▸ Исходный отрывок:
* * * * *
Прогресс в разговорном испанском языке и без выезда в Испанию, у меня тоже стал очевидным, как только я с головой погрузилась в работу гида-переводчика, а группы туристов пошли одна за другой. С каждым днем, с каждой группой, с каждым индивидуальным туристом набирался опыт общения, опыт профессиональный, опыт жизненный тоже. Уровень владения устной речью, владения языком рос стремительно, причем языком живым, настоящим, современным, пополняя запас того, который мы изучали по текстам классиков, учебникам и словарям, часто составленным бог весть когда.
Это сейчас магазины, библиотеки и Интернет завалены предложениями учебников и учебных пособий, электронными средствами обучения, рекламой скоростных методов обучения, типа пресловутого 25 кадра (не верю!), а также словарями толковыми, синонимическими, фразеологическими, тематическими. Я уж не говорю о том, что сейчас, при наличии финансовых средств, иногда не слишком крутых, есть возможность поехать в страну языка. А в то время, о котором я пишу, ничего такого не было. Страны Латинской Америки и города Испании были для меня, да и большинства моих коллег, лишь экзотическими, волнующими воображение названиями на географической карте мира.
* * * * *
▸ Задания:
1. Назовите все виды словарей, которые перечислены в отрывке.
2. Воспроизведите без изменений часть отрывка от слов «Это сейчас магазины, библиотеки» до слов «географической карте мира.».
3. Какими, согласно отрывку, были страны Латинской Америки и города Испании в то время, о котором идёт речь?
Пункты, приведённые ниже, не имеют никакого отношения к работе с отрывком.

▸ Сохранённые данные:
* * * * *
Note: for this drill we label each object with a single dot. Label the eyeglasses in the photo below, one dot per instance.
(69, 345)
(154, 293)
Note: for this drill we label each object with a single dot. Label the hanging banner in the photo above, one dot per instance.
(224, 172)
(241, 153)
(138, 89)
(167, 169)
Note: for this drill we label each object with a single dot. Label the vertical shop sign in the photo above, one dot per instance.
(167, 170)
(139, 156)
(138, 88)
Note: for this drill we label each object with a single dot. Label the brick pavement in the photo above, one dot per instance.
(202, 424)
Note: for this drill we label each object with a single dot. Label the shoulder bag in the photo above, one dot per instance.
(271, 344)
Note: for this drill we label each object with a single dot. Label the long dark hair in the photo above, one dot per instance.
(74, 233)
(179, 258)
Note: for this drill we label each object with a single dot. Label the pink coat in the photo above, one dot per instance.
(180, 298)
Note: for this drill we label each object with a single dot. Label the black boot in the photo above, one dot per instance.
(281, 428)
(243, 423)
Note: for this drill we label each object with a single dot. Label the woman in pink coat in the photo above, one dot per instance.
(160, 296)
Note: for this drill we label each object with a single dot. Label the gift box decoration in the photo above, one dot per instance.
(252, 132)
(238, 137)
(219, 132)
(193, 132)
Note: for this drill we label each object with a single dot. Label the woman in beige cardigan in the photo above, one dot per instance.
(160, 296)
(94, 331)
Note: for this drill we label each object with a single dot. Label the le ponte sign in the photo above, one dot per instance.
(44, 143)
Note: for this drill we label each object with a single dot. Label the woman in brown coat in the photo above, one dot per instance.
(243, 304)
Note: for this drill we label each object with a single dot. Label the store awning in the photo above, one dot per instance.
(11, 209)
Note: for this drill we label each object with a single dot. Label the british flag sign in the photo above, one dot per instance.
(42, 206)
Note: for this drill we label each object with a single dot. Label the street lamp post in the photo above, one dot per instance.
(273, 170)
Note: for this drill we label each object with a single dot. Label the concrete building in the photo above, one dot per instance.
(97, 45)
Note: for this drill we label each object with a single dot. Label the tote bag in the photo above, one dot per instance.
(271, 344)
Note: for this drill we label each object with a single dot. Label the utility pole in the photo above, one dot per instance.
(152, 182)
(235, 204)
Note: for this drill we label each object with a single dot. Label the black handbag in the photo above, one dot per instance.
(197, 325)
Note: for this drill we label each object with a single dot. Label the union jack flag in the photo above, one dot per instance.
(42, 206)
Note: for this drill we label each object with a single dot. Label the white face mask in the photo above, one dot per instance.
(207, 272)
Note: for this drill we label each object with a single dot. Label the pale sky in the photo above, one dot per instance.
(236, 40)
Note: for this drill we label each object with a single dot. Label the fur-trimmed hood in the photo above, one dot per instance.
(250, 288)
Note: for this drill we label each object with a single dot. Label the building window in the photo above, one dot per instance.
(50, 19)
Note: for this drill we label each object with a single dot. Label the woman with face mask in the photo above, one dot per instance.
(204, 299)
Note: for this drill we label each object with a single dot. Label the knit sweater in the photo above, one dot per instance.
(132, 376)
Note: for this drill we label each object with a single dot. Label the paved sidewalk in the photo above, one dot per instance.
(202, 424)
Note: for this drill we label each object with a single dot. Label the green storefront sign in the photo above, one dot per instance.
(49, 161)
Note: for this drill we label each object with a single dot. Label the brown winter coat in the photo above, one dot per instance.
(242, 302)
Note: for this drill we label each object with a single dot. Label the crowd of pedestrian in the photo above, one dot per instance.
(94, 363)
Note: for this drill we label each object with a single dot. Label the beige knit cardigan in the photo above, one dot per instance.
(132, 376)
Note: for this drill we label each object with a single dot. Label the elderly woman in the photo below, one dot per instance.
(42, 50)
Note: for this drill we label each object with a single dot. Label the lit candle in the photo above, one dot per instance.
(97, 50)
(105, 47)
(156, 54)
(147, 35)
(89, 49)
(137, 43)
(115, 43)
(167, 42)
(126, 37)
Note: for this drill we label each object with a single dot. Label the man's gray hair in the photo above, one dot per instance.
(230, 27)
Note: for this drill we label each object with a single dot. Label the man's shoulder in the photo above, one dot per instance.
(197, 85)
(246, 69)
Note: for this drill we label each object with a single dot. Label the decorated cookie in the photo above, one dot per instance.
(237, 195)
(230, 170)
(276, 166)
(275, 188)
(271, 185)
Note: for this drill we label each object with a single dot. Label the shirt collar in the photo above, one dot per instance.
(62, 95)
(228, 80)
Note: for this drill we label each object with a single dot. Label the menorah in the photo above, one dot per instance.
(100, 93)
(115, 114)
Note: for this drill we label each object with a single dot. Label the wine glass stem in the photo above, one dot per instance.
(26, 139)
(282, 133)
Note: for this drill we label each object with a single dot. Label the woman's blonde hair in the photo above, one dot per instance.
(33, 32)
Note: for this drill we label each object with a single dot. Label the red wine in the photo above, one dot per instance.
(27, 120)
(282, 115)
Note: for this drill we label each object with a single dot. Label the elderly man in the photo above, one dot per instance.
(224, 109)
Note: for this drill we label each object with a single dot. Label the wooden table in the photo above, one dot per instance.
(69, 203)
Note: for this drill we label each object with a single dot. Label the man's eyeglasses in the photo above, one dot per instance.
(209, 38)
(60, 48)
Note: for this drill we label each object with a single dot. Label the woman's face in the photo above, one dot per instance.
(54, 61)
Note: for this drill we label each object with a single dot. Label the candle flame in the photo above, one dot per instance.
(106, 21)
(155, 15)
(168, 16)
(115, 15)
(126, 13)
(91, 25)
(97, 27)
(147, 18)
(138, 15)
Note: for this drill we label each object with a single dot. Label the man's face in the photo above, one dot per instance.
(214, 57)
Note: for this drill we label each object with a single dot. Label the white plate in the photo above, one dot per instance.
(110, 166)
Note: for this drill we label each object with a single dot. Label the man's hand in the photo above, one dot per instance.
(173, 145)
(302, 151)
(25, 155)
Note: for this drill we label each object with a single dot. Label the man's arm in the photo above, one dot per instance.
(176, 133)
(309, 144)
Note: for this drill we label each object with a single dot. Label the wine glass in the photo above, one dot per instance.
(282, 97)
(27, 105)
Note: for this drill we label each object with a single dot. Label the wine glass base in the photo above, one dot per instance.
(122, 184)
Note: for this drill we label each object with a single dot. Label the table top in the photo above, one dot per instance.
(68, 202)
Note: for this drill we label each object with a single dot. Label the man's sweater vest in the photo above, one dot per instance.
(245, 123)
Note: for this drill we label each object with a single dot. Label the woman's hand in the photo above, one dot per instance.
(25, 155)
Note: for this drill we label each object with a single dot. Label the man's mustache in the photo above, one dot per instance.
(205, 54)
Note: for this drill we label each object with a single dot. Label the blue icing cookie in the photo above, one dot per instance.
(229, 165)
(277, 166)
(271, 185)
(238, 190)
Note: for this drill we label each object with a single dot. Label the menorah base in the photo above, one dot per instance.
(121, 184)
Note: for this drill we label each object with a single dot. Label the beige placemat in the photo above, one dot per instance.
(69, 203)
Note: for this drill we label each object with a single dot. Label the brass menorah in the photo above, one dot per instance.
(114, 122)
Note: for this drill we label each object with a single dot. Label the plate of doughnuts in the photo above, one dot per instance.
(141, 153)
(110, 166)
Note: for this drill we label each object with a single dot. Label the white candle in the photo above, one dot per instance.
* * * * *
▸ Ответы к заданиям:
1. Толковые, синонимические, фразеологические, тематические.

2.
Это сейчас магазины, библиотеки и Интернет завалены предложениями учебников и учебных пособий, электронными средствами обучения, рекламой скоростных методов обучения, типа пресловутого 25 кадра (не верю!), а также словарями толковыми, синонимическими, фразеологическими, тематическими. Я уж не говорю о том, что сейчас, при наличии финансовых средств, иногда не слишком крутых, есть возможность поехать в страну языка. А в то время, о котором я пишу, ничего такого не было. Страны Латинской Америки и города Испании были для меня, да и большинства моих коллег, лишь экзотическими, волнующими воображение названиями на географической карте мира.

3. Лишь экзотическими, волнующими воображение названиями на географической карте мира.